┏━━

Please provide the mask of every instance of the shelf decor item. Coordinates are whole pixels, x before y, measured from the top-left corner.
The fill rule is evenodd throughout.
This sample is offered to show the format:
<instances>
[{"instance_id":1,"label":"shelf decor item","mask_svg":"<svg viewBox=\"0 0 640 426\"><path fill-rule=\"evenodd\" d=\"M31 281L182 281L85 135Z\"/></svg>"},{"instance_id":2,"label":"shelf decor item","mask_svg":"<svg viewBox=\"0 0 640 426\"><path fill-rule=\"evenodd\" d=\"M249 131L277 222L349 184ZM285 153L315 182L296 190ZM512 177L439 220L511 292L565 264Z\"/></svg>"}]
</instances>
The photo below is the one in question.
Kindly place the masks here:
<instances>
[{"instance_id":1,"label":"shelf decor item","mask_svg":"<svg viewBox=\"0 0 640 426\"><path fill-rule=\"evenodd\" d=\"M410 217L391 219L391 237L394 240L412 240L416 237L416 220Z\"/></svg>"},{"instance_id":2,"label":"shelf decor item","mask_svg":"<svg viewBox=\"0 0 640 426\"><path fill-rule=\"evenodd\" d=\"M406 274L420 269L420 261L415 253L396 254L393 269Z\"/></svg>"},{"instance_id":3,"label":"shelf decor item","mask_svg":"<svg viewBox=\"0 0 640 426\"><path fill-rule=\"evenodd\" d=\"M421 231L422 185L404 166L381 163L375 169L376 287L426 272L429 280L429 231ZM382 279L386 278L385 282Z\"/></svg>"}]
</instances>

┗━━

> _ABOUT THIS TASK_
Having read the material, return all of it word for word.

> _WRITTEN ANSWER_
Please provide the mask of every instance of the shelf decor item. Coordinates are whole pixels, x before y, measured from the top-left corner.
The fill rule is evenodd throughout.
This sample is offered to show the format:
<instances>
[{"instance_id":1,"label":"shelf decor item","mask_svg":"<svg viewBox=\"0 0 640 426\"><path fill-rule=\"evenodd\" d=\"M31 281L182 281L85 135Z\"/></svg>"},{"instance_id":2,"label":"shelf decor item","mask_svg":"<svg viewBox=\"0 0 640 426\"><path fill-rule=\"evenodd\" d=\"M249 131L277 222L349 184ZM285 153L315 182L296 190ZM512 177L439 220L511 292L565 264Z\"/></svg>"}]
</instances>
The photo below is the one in question.
Kindly place the masks here:
<instances>
[{"instance_id":1,"label":"shelf decor item","mask_svg":"<svg viewBox=\"0 0 640 426\"><path fill-rule=\"evenodd\" d=\"M410 217L391 219L391 237L394 240L412 240L416 237L416 220Z\"/></svg>"},{"instance_id":2,"label":"shelf decor item","mask_svg":"<svg viewBox=\"0 0 640 426\"><path fill-rule=\"evenodd\" d=\"M406 274L420 269L420 261L415 253L396 254L393 269Z\"/></svg>"},{"instance_id":3,"label":"shelf decor item","mask_svg":"<svg viewBox=\"0 0 640 426\"><path fill-rule=\"evenodd\" d=\"M421 231L422 185L404 166L381 163L375 169L376 287L426 272L429 280L429 231ZM382 279L386 278L385 282Z\"/></svg>"}]
</instances>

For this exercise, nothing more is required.